**Short exercise**
Return every item below verbatim, keeping each line unchanged.

**Information shown**
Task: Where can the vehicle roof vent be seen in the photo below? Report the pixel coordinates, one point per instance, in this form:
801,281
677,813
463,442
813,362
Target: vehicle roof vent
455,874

**Result**
Task: Where can the vehicle roof vent be seen in the photo below? Report the pixel coordinates, one point per instance, in this form:
801,281
677,813
463,442
813,362
Target: vehicle roof vent
455,874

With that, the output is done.